Testo mostrato:
###

Sono ridimensionati gli intrighi galanti tra Desdemona, Roderigo, che di lei è innamorato, e Cassio, luogotenente di Otello a Cipro. Alla ribalta resta il triangolo dei protagonisti, sorta di variante del “triangolo mistico” che Boito aveva preso a prestito da Goethe per il suo Mefistofele: l’Uomo (Faust/Otello), diviso tra l’Angelo (Margherita/Desdemona) e il Demonio (Mefistofele/Jago).
Detto questo, l’esecuzione incisa da Sony a Roma nelle torride giornate comprese fra il 24 giugno e il 6 luglio del 2019 può ben essere considerata una delle migliori registrazioni di Otello sul mercato.
Pappano, uomo di teatro musicale dalla finissima sensibilità, sa entrare nei meandri del complesso ordito strumentale verdiano e restituirlo in modo encomiabile. Orchestra e voci si sposano alla perfezione, la prima non sopraffà le seconde, le seconde interagiscono fra loro con grande acume e s’inseriscono quasi strumentalmente nel tessuto orchestrale.
Jago, il personaggio che Verdi più cura e definisce, tesse le sue trame con sottigliezza, senza debordare in espressioni di enfasi o in bordate di suono, come nella tradizione interpretativa all’italiana. Non “draculeggia” alla Gobbi, insomma, ma s’insinua con finta gentilezza nei dialoghi con i suoi interlocutori privilegiati, Otello, Roderigo e Cassio. Questo permette a Otello di restare saldamente in primo piano, dalla prima all’ultima scena dell’opera, com’è giusto che sia.
Come altri grandi interpreti di Otello, pensiamo soprattutto a Carlo Cossutta al centro di un’altra celebre incisione dell’opera per l’etichetta Decca sotto la direzione di Sir Georg Solti, Kaufmann è arrivato a Otello dopo aver più volte interpretato il personaggio di Cassio, tenore lirico.
Un modo per meglio avvicinare il Moro e affrontarlo con cognizione di causa. Rispetto al tenore bavarese l’Otello di Cossutta, il cui fraseggio molto accurato non indulge mai allo “Sprechgesang”, può contare sul superiore dominio del testo italiano e su un legato di scuola anch’essa italiana.
Kaufmann, come in precedenza Vickers, dalla cui interpretazione però questa recentissima del tenore bavarese si discosta, lavora di bulino, trova accenti e notazioni che altri trascurano, ma risulta, nel complesso, meno naturale nel canto che è, fondamentalmente, di scuola tedesca e trova il suo “ubi consistam” soprattutto nella liederistica e nei personaggi del repertorio wagneriano.
Questo non gli impedisce, come non impedì a Vickers, di essere – pur privato dell’interpretazione scenica che è certamente una delle frecce migliore al suo arco – un grande Otello, eroico al punto giusto quando eroico deve essere, lacerato e ripiegato su se stesso quando Otello implode, vittima della gelosia.

###

Obiettivi:
**A)** Rispondi a queste domande sulla recensione di Otello:
(i) Da chi Boito aveva preso a prestito il "triangolo mistico"?
(ii) In quale periodo è stata incisa a Roma l'esecuzione della Sony?
(iii) Quale personaggio aveva interpretato più volte Kaufmann prima di arrivare a Otello?
**B)** Ricopia dalla recensione di Otello il brano che va da "Pappano, uomo di" fino a "nel tessuto orchestrale." compreso.
**C)** Scrivi il seguito della recensione di Otello, partendo dopo l'ultima frase riportata.

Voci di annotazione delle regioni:
###

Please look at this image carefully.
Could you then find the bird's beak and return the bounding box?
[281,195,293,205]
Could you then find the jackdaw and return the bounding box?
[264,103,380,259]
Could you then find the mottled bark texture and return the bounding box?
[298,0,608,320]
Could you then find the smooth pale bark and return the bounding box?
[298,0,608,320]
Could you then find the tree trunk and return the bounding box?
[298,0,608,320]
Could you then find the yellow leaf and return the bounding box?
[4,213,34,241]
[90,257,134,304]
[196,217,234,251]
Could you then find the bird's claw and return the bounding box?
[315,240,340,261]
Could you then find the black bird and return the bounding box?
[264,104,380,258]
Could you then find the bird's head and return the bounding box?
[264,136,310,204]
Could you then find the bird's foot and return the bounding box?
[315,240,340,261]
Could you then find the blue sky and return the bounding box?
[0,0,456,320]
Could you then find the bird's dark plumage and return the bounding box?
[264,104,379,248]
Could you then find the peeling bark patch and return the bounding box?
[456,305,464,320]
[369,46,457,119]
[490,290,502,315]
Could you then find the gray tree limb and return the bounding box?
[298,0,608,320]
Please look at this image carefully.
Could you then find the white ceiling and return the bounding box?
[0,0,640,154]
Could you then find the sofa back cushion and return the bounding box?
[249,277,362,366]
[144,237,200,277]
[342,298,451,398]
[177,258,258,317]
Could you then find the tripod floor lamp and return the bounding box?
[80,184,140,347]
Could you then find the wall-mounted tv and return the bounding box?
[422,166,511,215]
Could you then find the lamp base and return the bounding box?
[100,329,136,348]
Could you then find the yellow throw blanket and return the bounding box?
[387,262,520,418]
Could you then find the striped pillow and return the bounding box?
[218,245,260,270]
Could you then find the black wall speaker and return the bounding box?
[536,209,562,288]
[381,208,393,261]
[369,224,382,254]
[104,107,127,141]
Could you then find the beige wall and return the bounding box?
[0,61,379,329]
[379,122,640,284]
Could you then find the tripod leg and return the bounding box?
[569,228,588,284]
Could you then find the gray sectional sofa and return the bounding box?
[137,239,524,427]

###

Risposte in ordine:
**A)**
(i) Da Goethe.
(ii) Fra il 24 giugno e il 6 luglio del 2019.
(iii) Cassio.

**B)**
Pappano, uomo di teatro musicale dalla finissima sensibilità, sa entrare nei meandri del complesso ordito strumentale verdiano e restituirlo in modo encomiabile. Orchestra e voci si sposano alla perfezione, la prima non sopraffà le seconde, le seconde interagiscono fra loro con grande acume e s’inseriscono quasi strumentalmente nel tessuto orchestrale.

**C)**
Come dire, abbiamo avuto Vinay, l’Otello di Toscanini, artista in qualche modo versatile e geniale, abbiamo avuto Del Monaco, che fu certamente, specie nelle sue stagioni migliori, un Otello carismatico e dalle indiscutibili capacità attoriali testimoniato da due incisioni Decca in coppia con Renata Tebaldi e da un’antica versione televisiva della RAI in cui Rosanna Carteri e Renato Capecchi gli sono degni partner, abbiamo avuto Vickers, Otello anche nella celebrata incisione EMI con Karajan e i Berliner Philharmoniker in cui la voce, però, non risponde più come nella precedente RCA. E poi abbiamo avuto Domingo, altro rimarchevole Otello che il disco più volte ha restituito senza contare la trasposizione cinematografica firmata da Franco Zeffirelli, abbiamo avuto Atlantov, Otello nella versione veronese in DVD in cui Jago è un fiammeggiante Piero Cappuccilli, e il già citato Cossutta.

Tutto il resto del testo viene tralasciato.